A perfect judge will read each work of wit
With the same spirit that its author writ.
Pope
With the same spirit that its author writ.
Pope
Chapter 1: Epic Poetry
By "experience" he doubtless means such unhappy experiences as that of his father who wrote Amadis in strict conformity to the rules of Aristotle, but found that the recitation of it emptied the auditorium, from which "he concluded that the unity of action was a thing affording little pleasure." - p. 6
Chapter 2: Is Criticism Possible?
... each has unawares crowned and mitred himself Pope and King of Pointland. - p. 10
We may therefore allow poets to tell us ... whether it is easy or difficult to write like Milton, but not whether the reading of Milton is a valuable experience. For who can endure a doctrine which would allow only dentists to say whether our teeth were aching, only cobblers to say whether our shoes hurt us, and only governments to tell us whether we were being well governed? - p. 11 (responding to Eliot's view that only good poets can judge criticism of poetry)

◆ ◆ ◆

Prompt 1: Retype the rows character for character, everything from the line containing "building in the photo above." down to the final row.

◆ ◆ ◆

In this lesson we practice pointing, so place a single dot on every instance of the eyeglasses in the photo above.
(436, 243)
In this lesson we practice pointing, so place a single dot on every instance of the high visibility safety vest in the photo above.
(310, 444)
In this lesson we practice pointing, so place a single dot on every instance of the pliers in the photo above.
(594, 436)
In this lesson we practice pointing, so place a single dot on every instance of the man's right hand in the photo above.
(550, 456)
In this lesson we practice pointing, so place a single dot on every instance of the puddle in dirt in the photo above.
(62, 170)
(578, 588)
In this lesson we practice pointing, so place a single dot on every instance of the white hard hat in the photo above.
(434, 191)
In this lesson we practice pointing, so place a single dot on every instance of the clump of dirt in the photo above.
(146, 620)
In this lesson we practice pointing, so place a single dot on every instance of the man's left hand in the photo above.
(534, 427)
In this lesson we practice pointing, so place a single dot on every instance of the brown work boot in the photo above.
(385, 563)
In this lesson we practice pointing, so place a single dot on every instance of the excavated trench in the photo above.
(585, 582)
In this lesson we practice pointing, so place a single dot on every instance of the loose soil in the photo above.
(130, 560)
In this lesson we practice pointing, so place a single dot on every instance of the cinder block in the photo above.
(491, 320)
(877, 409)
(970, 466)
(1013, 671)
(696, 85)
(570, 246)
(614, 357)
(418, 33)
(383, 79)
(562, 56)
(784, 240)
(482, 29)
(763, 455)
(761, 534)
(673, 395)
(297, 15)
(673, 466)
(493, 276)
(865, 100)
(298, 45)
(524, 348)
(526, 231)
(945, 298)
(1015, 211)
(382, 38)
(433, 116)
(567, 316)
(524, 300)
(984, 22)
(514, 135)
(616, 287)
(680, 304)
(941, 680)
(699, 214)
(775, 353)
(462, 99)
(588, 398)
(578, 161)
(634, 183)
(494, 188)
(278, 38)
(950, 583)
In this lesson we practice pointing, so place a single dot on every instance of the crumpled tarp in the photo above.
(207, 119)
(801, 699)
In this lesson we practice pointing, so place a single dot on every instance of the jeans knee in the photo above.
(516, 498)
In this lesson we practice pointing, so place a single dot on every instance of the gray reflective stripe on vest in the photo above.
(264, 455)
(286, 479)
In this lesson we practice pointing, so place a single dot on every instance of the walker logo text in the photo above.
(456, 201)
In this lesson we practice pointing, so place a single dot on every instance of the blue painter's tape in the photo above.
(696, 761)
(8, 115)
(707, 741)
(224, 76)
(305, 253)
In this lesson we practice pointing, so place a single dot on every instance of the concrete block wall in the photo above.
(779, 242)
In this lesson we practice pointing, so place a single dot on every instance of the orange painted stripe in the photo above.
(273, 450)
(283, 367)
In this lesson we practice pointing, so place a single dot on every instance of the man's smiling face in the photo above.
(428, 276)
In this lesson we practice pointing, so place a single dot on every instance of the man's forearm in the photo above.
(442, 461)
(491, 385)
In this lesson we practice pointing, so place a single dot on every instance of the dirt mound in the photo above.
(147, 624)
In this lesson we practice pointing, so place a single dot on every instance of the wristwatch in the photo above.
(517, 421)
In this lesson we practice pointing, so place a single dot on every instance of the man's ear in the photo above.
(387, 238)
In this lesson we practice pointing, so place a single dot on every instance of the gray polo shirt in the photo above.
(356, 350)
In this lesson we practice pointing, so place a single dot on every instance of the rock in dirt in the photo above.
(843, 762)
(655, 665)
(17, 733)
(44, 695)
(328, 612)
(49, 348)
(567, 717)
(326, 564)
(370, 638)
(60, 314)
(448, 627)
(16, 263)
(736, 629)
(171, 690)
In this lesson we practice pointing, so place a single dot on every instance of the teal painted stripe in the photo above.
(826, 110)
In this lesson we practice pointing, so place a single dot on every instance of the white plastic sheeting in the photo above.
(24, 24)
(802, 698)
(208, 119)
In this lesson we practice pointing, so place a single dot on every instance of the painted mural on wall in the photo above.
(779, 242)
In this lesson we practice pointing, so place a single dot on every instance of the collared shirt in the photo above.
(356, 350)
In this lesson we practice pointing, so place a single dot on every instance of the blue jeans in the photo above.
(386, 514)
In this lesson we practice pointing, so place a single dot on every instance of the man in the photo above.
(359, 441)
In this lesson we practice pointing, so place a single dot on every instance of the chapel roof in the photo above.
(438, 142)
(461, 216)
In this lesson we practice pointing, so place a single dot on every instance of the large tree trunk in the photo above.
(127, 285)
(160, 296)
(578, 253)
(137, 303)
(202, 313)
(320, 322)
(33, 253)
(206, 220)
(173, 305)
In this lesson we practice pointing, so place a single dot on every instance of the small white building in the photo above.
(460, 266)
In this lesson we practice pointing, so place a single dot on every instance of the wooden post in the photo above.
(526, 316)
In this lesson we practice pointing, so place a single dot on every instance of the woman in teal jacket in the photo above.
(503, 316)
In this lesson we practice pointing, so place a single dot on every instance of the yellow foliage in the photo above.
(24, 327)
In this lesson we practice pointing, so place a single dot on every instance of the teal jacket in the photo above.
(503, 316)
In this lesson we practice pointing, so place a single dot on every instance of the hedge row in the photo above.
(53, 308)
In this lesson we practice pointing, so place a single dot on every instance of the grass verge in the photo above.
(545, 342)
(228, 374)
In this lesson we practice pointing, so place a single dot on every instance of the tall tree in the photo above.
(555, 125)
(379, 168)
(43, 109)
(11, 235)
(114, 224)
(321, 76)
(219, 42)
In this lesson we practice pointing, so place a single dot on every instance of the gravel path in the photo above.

◆ ◆ ◆

Prompt 2:
Answer these questions on the quotations about criticism:
(a) In the Chapter 1 passage, what did the father conclude after the recitation of Amadis emptied the auditorium?
(b) According to the note on p. 11, whose view is the Chapter 2 passage responding to?
(c) Whose name appears under the opening couplet?

Complete output 1:
In this lesson we practice pointing, so place a single dot on every instance of the small white building in the photo above.
(460, 266)
In this lesson we practice pointing, so place a single dot on every instance of the wooden post in the photo above.
(526, 316)
In this lesson we practice pointing, so place a single dot on every instance of the woman in teal jacket in the photo above.
(503, 316)
In this lesson we practice pointing, so place a single dot on every instance of the yellow foliage in the photo above.
(24, 327)
In this lesson we practice pointing, so place a single dot on every instance of the teal jacket in the photo above.
(503, 316)
In this lesson we practice pointing, so place a single dot on every instance of the hedge row in the photo above.
(53, 308)
In this lesson we practice pointing, so place a single dot on every instance of the grass verge in the photo above.
(545, 342)
(228, 374)
In this lesson we practice pointing, so place a single dot on every instance of the tall tree in the photo above.
(555, 125)
(379, 168)
(43, 109)
(11, 235)
(114, 224)
(321, 76)
(219, 42)
In this lesson we practice pointing, so place a single dot on every instance of the gravel path in the photo above.

Complete output 2:
(a) He concluded that "the unity of action was a thing affording little pleasure."
(b) Eliot's view that only good poets can judge criticism of poetry.
(c) Pope.